_Instructions to follow_.
Rewrite all of the items below, switching "photo" to "image" and leaving everything else unchanged. Leave the pictures out of your answer.

_Entries shown_.
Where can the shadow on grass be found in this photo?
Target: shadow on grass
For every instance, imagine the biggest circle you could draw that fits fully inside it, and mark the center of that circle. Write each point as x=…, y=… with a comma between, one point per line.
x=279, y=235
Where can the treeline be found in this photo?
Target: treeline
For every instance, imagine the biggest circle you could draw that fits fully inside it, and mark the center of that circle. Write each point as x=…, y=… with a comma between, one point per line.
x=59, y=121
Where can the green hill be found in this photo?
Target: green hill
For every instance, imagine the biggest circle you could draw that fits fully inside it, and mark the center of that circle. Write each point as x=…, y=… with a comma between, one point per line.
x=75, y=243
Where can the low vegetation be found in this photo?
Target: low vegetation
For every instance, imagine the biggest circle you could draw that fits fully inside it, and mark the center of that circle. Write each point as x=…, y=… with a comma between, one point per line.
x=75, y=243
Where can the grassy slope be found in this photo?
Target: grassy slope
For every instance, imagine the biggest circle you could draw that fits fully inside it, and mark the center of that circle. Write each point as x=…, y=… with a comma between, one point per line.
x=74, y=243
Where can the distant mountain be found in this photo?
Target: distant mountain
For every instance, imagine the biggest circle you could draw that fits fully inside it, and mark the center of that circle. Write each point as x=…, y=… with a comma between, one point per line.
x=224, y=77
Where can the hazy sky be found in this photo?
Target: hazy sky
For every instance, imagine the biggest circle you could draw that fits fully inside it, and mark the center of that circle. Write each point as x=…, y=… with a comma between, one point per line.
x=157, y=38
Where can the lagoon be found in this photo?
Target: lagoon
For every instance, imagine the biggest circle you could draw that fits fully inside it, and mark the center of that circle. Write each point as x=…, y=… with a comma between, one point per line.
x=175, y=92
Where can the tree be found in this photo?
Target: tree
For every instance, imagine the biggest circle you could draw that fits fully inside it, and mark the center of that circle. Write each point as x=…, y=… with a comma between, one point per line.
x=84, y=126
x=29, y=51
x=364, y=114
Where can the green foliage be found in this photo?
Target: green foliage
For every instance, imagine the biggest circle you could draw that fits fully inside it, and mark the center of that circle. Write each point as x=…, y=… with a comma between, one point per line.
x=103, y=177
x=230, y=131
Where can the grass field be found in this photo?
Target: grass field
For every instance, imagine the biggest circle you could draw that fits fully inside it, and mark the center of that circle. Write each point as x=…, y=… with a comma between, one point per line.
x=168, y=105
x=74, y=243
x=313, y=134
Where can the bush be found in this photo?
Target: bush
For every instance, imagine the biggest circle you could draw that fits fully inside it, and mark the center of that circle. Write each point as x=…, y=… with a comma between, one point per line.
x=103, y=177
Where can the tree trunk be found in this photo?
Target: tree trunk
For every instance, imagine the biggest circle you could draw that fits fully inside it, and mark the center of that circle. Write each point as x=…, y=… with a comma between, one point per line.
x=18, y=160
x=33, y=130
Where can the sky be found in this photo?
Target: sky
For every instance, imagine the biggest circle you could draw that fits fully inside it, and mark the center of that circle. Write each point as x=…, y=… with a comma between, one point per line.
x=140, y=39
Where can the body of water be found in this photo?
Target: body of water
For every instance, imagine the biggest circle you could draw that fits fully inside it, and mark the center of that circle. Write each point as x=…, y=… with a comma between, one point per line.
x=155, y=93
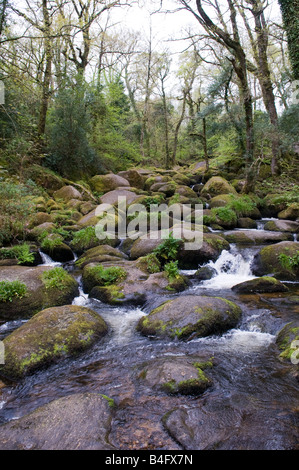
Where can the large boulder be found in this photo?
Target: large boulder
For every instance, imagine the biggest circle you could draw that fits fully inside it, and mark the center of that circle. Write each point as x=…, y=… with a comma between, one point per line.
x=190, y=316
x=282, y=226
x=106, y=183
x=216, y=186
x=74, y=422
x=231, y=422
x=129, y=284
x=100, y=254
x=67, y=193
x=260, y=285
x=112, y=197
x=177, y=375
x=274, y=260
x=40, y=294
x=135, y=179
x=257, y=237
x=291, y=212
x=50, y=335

_Completed task_.
Where can the shadow on grass be found in this image?
Target: shadow on grass
For every instance, imagine the biggest circle you could draw that fits fully inside it, and mark the center of that circle. Write each point as x=…, y=… with a comma between, one point per line.
x=279, y=235
Where can the treeline be found in this image?
Target: treeline
For every instance, imagine the biggest circle you could draw that fits fully inside it, and mark the center of that circle. Write each point as x=…, y=… with a comma between, one point per line.
x=59, y=121
Where can the green hill be found in this image?
Target: green hill
For every instance, imagine the biggest circle you could draw that fits fully inside it, and mark the center of that circle. Write each point as x=…, y=… with a comma between, one point per line.
x=75, y=243
Where can the low vegetation be found in this image?
Target: low vegetation
For every instance, imagine the biggest circle you could draw that fits fully inside it, and mark the center of that circle. Write each point as x=…, y=… with a comma between, one point per line.
x=75, y=243
Where can the grassy slope be found in this image?
Target: grassy slope
For every instance, imagine the biggest circle you could draw that fits fully inside it, and mark the center of that circle. Write each point as x=…, y=… with a comma between, one point per line.
x=74, y=243
Where can the distant mountain be found in this image?
Target: distant mountain
For every instance, imagine the biggest circle you could draw that fits fully inside it, and mark the center of that circle. Write each point as x=…, y=… with a comma between, one point per line.
x=224, y=77
Where can the hazy sky be found in this image?
Target: hazy sky
For every instance, imagine the biggest circle you could draw that fits fully inside it, and mark the center of that circle. Write each point as x=…, y=… with a comma between, one point per line.
x=157, y=38
Where can the lagoon be found in this image?
Target: lagoon
For every instance, imagine the biggest circle you could draw that fits fully inside it, and mark the center of that circle. Write each point as x=…, y=… with a comma between, one point per line.
x=175, y=92
Where can the tree be found in this image?
Target: tree
For every instance, imagine the biggest circle you could draw that fits fully inside it, and mark the center of that circle. Write each point as x=…, y=… with a comma between, one point per line.
x=84, y=126
x=29, y=51
x=364, y=114
Where can the green foliage be found in this image?
Target: green foliage
For every instance, imagine the biggest circle you could draw that fits fully inside it, and mark the center of that circle. Write each point as x=…, y=… with a comma between, one point per line.
x=103, y=177
x=230, y=131
Where can the grass field be found in this image?
Target: grass field
For every instance, imagine the biggest circle you could draw that fits fully inside it, and mark the center of that circle. Write each point as x=…, y=… with a comma between, one point per line.
x=168, y=105
x=74, y=243
x=313, y=134
Where can the bush be found in this image?
Target: bush
For every instance, imagine the biggest circle you could draw that fits fully inside it, and mark the center of that circle. Write each point as x=…, y=… with a comma between, one point per line.
x=103, y=177
Where can the tree trunk be found in this image?
Target: tree trunk
For every instance, imagine the biggest circle you could draw that fits fully inside it, and mark the center of that circle. Write each point as x=…, y=… with a comma between, one point per line.
x=18, y=160
x=33, y=130
Where can the sky be found in this image?
Target: sky
For every instance, imagine the biggest circle you could draw that fits fully inside it, and mark the center of that circle. Write each point as x=…, y=… with a comma between, one point per line.
x=140, y=39
Where can the body of water be found in this image?
Target: body of water
For every instance, imagine the biggest circle you could draw that fits fully inside it, and mark the center of that circle. Write each point as x=…, y=… with a comma between, one point per line.
x=155, y=93
Where can the large boulder be found in this image?
Target: large boulder
For every instance, imagine the biggest circle you could draw that fits fully inside it, and mark the center of that circle. Write each point as x=…, y=… with a comma between, one point per line.
x=190, y=316
x=282, y=226
x=106, y=183
x=216, y=186
x=74, y=422
x=231, y=422
x=129, y=284
x=100, y=254
x=67, y=193
x=260, y=285
x=112, y=197
x=177, y=375
x=274, y=260
x=40, y=294
x=135, y=179
x=257, y=237
x=291, y=212
x=50, y=335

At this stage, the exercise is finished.